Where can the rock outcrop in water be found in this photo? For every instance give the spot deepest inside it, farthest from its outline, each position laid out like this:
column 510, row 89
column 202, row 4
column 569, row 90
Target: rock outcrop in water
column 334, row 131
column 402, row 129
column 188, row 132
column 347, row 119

★ ★ ★

» Given exercise: Render every line of the listing above as a JSON list of strings, one string per line, leaving out blank lines.

» Solution below:
[
  "Where can the rock outcrop in water be found in this photo? For every instance give the spot deepest inside it, farthest from its outline, each position laid out like this:",
  "column 510, row 89",
  "column 202, row 4",
  "column 569, row 90",
  "Target: rock outcrop in water",
  "column 334, row 131",
  "column 402, row 129",
  "column 188, row 132",
  "column 347, row 119"
]